_TASK STATEMENT_. Count the lines in the items below that contain the string "query", with case counting. Give only the number.

(Data lines)
····················
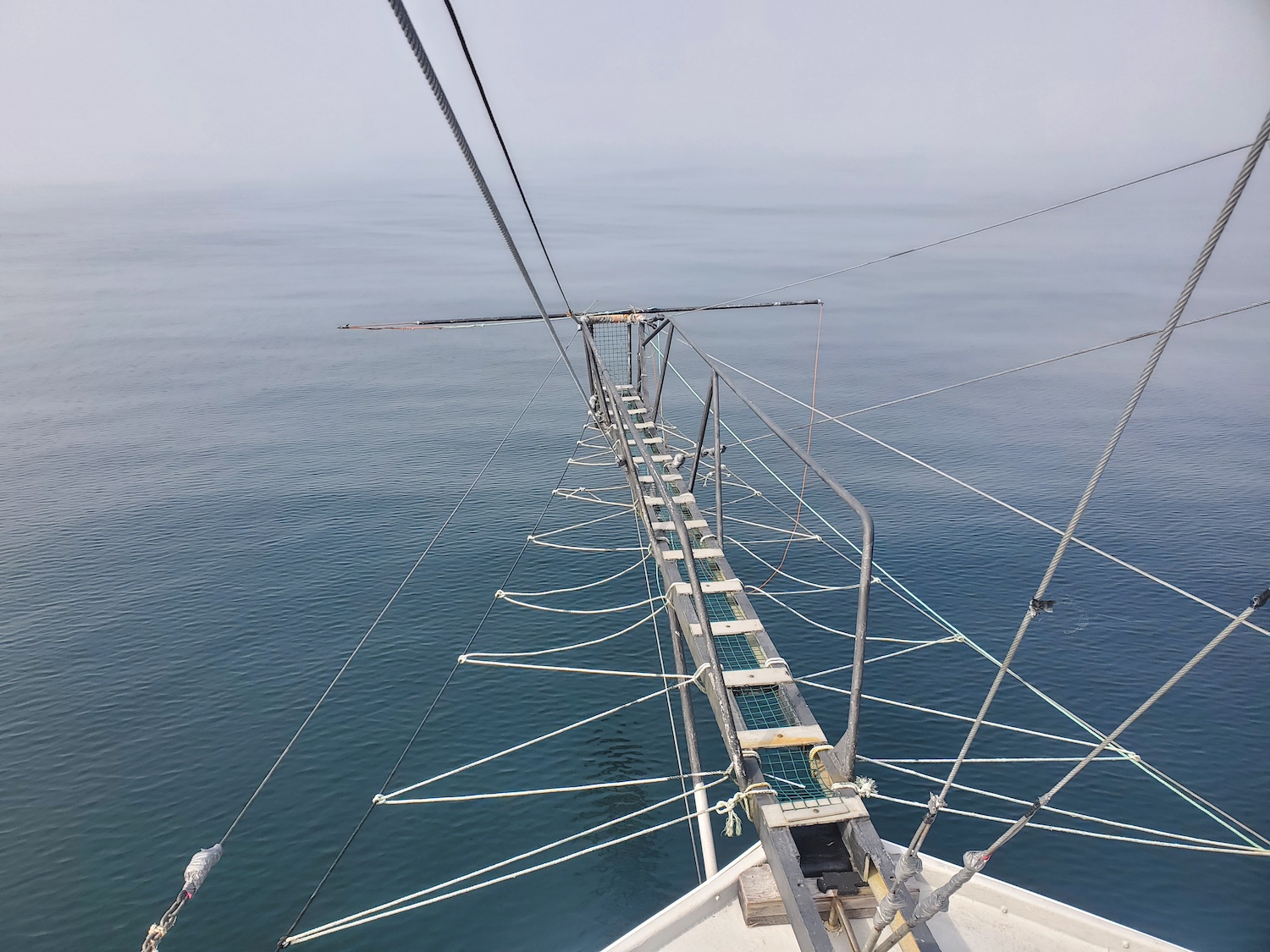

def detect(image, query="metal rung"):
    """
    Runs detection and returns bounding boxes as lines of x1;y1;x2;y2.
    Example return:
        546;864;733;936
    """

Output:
723;667;794;691
662;548;723;564
653;520;711;538
764;796;869;827
737;724;827;751
688;614;764;637
671;579;744;596
644;493;698;505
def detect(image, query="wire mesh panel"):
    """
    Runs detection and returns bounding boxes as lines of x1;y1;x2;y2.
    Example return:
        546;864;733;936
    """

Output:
704;592;746;622
759;746;836;804
591;320;632;383
715;635;766;672
733;687;794;731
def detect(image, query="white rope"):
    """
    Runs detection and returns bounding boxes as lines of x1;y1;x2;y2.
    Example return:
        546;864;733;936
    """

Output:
533;505;635;538
728;586;935;645
218;353;577;843
384;771;724;806
688;146;1250;314
530;536;642;553
668;362;1270;858
797;678;1097;748
746;586;860;598
670;362;1270;843
860;757;1250;847
634;520;714;883
467;604;665;658
870;754;1133;764
494;591;665;614
384;683;696;799
733;300;1270;443
703;518;820;542
284;777;726;946
551;487;632;512
874;794;1270;856
503;548;648;598
711;357;1270;636
799;635;962;680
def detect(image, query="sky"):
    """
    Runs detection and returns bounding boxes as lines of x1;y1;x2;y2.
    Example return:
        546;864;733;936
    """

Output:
····················
_EXERCISE RESPONSE_. 4